[What this exercise asks]:
1. List the five co-founders of the Society of Ozark Painters named in the article below.
2. Extend the article on the Society of Ozark Painters beyond its final sentence.

= Society of Ozark Painters =

The Society of Ozark Painters was an American artists' organization founded in 1914, dedicated to painting the landscapes of the Ozark Mountains. The Society brought together painters from Chicago, Illinois and St. Louis, Missouri who were drawn to the region's distinctive atmospheric features, rolling forested hills, and rural character. It was one of several, regional art colonies established in the United States during the early 20th century, as American painters sought subjects beyond established artist communities such as Brown County, Indiana and the Hudson River Valley.

== Founding ==
The Society was co-founded in 1914 by five painters: Carl R. Krafft and Rudolph F. Ingerle of Chicago, and Frank Nuderscher, Oscar E. Berninghaus, and Carl Gustave Waldeck of St. Louis.

Krafft and Ingerle had first visited the Ozarks in 1913, searching for new subjects after establishing careers in Chicago's commercial and fine arts industries, and painting together in Brown County, Indiana. Nuderscher had discovered the Ozarks sometime after 1910, finding that his tonalistic approach to depicting atmospheric haze translated naturally to the region's misty hills and valleys. Oscar E. Berninghaus, already an established St. Louis painter and later a founding member of the Taos Society of Artists, brought additional prominence to the Society's group of founders.

== Activities and exhibitions ==
Members of the Society used Arcadia, Missouri as their primary painting base, with Krafft maintaining studios in both Hollister and Arcadia, traveling between them and his Chicago home throughout the 1910s and 1920s. Frank Nuderscher also purchased a house in Arcadia, where he and his family spent much of the 1920s, and later founded the Ozark School of Art there. The region around Arcadia and along the Gasconade River was a recurring subject in the Society members' paintings.

Springfield, Missouri served as the Society's primary exhibition city. In 1914, the year of the Society's founding, Krafft exhibited at both the Taneycomo Club and the Springfield Club in Missouri — the latter representing the Society's first documented Missouri exhibition. Krafft also founded the Municipal Art League in Springfield, further cementing the city's role as the Society's civic hub.

A pilot group exhibition titled Ozark Mountain Sketches by Members of the Palette and Chisel Club was held at the Brush and Pencil Club in St. Louis in 1913, predating the Society's formal founding and reflected the existing connections among the painters. Following the Society's founding, Krafft and Ingerle exhibited Ozark work at the Palette and Chisel Academy of Fine Art in Chicago in 1914, with a show of sixty paintings, of which twenty-five were sold. The Society held further exhibitions at the McCaughen-Burr Galleries in St. Louis in 1915.

[Recorded data]:

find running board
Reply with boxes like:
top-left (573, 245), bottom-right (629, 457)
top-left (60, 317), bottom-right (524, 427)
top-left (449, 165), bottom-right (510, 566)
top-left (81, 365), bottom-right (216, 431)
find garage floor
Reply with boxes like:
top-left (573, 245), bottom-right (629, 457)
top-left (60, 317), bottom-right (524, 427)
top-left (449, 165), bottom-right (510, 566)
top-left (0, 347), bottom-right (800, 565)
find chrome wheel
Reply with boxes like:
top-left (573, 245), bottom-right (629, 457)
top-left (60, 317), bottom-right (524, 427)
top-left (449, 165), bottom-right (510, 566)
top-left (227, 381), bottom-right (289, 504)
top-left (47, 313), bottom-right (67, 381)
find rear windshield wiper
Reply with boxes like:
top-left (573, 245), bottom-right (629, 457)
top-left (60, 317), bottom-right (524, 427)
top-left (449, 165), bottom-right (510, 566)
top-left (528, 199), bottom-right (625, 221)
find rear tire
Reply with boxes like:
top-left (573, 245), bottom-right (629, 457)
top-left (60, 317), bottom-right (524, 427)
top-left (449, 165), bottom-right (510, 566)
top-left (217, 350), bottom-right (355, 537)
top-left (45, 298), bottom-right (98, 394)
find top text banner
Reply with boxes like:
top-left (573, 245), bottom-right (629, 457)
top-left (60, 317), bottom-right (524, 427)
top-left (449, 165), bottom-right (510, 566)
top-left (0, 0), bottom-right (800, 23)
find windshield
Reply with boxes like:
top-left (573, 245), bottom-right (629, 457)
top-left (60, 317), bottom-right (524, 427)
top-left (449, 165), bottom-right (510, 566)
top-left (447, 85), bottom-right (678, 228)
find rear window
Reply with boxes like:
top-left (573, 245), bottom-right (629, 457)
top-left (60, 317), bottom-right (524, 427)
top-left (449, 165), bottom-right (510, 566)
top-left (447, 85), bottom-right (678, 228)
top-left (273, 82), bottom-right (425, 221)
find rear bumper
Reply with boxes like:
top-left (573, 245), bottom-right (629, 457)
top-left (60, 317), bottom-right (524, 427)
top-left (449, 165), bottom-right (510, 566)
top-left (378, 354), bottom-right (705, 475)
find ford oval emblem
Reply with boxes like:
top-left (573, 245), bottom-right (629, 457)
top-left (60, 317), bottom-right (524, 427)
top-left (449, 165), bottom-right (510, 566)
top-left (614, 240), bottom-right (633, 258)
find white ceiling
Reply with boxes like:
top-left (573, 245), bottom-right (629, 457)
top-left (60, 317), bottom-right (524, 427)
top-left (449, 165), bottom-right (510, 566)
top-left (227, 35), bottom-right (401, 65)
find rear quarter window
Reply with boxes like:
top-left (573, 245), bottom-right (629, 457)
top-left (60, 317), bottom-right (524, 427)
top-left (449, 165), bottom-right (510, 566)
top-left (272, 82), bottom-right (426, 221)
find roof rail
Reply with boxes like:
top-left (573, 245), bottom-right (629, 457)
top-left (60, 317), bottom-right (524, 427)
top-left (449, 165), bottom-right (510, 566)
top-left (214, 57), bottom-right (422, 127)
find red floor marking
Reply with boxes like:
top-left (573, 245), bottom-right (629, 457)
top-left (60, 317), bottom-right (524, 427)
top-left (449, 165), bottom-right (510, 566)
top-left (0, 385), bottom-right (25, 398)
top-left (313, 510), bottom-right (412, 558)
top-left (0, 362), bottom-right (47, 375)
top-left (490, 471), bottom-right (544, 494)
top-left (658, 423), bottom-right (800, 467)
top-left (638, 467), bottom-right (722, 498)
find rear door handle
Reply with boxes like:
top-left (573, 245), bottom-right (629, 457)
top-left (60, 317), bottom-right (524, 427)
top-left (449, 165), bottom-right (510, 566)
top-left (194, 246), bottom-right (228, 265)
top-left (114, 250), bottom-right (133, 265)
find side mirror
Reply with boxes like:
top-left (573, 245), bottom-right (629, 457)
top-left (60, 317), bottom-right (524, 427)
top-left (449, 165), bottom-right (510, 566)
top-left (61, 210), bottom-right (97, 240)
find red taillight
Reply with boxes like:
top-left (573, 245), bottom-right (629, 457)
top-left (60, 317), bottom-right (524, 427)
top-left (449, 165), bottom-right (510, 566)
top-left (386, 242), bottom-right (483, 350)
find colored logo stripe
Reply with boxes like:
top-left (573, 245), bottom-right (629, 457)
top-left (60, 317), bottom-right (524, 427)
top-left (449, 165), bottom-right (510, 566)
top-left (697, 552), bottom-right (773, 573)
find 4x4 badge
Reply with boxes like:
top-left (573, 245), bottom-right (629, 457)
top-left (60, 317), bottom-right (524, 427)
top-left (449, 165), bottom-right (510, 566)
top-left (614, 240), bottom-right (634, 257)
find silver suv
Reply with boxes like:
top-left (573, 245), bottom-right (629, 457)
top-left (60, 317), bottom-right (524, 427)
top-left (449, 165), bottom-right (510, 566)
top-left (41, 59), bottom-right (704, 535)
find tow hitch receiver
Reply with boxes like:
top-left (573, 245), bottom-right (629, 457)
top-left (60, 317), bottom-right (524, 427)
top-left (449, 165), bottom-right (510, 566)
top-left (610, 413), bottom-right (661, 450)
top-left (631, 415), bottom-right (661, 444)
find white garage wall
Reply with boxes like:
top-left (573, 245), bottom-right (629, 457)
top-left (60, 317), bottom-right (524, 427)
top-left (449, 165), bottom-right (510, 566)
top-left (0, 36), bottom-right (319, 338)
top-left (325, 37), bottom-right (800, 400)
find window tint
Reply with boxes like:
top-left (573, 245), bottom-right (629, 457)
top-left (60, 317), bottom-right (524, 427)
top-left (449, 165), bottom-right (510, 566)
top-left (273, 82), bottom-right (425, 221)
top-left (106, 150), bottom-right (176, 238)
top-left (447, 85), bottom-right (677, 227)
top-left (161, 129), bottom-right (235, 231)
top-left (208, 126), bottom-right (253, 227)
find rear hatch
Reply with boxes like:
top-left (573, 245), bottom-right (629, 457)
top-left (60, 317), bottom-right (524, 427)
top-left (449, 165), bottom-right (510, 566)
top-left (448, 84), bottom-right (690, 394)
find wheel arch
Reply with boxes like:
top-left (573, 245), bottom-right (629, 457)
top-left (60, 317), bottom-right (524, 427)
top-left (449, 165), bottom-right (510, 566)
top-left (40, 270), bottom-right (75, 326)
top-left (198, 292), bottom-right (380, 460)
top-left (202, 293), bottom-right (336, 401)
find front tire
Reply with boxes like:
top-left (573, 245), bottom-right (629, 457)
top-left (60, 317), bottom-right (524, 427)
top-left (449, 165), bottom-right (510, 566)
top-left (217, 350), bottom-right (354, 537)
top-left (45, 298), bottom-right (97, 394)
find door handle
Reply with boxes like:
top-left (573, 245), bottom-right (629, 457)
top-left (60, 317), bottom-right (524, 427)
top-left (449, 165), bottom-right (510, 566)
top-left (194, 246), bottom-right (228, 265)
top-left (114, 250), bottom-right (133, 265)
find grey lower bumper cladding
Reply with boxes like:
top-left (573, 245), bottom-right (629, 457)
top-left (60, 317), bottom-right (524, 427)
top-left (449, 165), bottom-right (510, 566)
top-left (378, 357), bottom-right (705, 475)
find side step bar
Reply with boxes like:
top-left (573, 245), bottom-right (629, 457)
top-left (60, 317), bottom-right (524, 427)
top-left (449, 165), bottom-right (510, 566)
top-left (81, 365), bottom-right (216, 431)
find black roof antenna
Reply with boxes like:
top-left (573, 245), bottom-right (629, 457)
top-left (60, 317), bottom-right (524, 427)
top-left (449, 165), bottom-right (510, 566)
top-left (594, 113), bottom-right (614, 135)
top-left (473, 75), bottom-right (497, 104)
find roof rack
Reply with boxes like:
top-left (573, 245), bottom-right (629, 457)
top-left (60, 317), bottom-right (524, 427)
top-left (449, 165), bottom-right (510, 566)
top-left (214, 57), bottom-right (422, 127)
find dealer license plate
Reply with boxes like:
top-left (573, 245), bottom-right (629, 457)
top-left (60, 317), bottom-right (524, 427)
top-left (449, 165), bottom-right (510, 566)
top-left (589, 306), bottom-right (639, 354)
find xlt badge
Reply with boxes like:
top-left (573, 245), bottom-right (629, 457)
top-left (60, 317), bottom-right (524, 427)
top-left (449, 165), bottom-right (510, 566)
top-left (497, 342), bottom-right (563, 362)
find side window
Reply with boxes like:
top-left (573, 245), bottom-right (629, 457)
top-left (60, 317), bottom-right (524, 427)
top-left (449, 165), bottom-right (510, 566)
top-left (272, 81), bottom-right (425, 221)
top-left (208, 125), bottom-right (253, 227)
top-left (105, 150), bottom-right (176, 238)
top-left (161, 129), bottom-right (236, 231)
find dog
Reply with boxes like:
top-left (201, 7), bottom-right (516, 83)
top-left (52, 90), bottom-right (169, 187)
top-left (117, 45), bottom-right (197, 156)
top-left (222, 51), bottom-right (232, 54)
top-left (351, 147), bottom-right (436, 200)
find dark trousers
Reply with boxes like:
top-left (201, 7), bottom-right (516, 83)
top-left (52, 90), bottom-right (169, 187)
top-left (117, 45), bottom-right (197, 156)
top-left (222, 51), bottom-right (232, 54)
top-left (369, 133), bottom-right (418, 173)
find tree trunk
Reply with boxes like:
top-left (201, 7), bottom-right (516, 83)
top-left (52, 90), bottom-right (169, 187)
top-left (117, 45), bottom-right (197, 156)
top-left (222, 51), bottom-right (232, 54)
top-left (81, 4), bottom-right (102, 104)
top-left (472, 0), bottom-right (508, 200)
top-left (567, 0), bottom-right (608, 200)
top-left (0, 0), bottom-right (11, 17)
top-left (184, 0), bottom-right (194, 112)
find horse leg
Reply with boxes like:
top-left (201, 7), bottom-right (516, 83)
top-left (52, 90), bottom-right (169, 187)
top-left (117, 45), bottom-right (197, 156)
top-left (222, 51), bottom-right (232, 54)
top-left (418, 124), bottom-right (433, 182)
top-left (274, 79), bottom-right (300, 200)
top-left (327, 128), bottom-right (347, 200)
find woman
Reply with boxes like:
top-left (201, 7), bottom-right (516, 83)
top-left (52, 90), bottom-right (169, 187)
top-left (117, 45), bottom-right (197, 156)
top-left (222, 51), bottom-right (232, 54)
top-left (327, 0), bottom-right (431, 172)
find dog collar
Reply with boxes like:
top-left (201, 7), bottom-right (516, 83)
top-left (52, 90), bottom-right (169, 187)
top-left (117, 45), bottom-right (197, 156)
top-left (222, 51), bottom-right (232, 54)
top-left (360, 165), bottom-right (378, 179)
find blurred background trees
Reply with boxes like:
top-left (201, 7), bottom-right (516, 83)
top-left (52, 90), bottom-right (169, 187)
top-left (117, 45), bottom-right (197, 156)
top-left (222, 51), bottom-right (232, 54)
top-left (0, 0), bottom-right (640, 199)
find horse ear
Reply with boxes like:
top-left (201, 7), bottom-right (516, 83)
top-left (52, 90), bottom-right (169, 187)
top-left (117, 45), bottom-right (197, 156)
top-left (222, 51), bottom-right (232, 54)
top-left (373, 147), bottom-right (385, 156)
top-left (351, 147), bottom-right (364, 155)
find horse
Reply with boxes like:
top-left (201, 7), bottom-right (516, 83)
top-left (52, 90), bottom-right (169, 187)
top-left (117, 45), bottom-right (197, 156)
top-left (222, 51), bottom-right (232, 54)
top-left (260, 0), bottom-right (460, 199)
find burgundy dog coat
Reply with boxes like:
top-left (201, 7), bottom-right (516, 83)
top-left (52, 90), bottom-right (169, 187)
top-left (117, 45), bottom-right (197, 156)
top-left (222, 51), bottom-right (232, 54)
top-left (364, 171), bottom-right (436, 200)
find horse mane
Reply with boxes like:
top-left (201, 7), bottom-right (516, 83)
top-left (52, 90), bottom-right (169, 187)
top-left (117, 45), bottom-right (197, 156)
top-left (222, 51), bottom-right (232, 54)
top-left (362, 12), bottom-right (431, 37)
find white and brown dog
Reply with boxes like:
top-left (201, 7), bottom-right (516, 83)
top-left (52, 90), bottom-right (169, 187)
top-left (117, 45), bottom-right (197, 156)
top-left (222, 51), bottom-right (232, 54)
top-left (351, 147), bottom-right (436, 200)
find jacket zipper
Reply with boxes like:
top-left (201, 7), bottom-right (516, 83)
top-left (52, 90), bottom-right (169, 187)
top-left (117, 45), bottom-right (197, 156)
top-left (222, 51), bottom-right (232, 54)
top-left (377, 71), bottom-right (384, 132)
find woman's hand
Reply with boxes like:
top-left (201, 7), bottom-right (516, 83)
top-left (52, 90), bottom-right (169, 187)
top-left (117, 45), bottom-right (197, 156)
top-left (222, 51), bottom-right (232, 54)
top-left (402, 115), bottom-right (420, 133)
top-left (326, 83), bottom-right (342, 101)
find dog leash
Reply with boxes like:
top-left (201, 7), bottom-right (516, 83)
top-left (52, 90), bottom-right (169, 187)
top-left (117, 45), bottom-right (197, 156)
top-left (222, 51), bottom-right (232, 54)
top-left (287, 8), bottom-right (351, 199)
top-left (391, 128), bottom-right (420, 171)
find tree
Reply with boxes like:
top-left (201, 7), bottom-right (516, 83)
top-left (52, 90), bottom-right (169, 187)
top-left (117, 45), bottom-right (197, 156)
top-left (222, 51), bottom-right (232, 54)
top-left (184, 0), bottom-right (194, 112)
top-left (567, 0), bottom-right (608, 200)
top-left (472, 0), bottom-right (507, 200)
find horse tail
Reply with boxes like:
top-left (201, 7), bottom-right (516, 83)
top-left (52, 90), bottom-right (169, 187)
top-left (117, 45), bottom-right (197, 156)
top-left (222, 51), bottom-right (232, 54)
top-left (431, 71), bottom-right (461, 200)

[Answer set]:
1. Carl R. Krafft, Rudolph F. Ingerle, Frank Nuderscher, Oscar E. Berninghaus, Carl Gustave Waldeck

2.
Krafft served as the Society's first president in 1915. That year, his work was also featured in the Panama-Pacific International Exposition in San Francisco. Krafft also won the Englewood Prize in 1915 at the Art Institute of Chicago for Ozark Zephyrs and the Municipal Art League Purchase Prize in 1916 for Charms of the Ozarks, both Ozark paintings produced during his active association with the Society. His Ozark landscapes were described by the Fine Arts Journal as earning him the title "painter poet of the Ozarks."

== Members and associated artists ==
The Society's core founding membership reflected a cross-city network of painters united by the Palette and Chisel Academy of Fine Art and shared painting excursions.

=== Founding members ===
- Carl R. Krafft (Chicago) — landscape painter; founder of the Oak Park Art League; work held in the Art Institute of Chicago and Union League Club of Chicago
- Rudolph F. Ingerle (Chicago) — landscape painter; later known as the "Painter of the Smokies"; president of the Chicago Society of Artists
- Frank Nuderscher (St. Louis) — described by art historian William H. Gerdts as "the most significant Impressionist painter to spend his whole career in Missouri"; work held in the Saint Louis Art Museum, Missouri History Museum, and Missouri Governor's Mansion
- Oscar E. Berninghaus (St. Louis) — later a founding member of the Taos Society of Artists; work held in major museum collections nationally
- Carl Gustave Waldeck (St. Louis) — portrait painter; subject of Robert Henri's first large-scale portrait (1896); work held in the Saint Louis Art Museum

=== Associated artists ===
- August Petrtyl (Chicago) — participated in Ozark painting excursions with Krafft and Ingerle as a studio colleague at the Harvester Building in Chicago; painter, muralist, and illustrator

== Significance ==
The Society of Ozark Painters was part of a broader movement of American regional art colonies in the early 20th century, including the Taos Society of Artists in New Mexico and the Indiana School of Painting in Brown County, Indiana. Like those organizations, it brought artists together around a specific landscape, fostering a shared visual vocabulary while allowing individual artistic styles to develop independently.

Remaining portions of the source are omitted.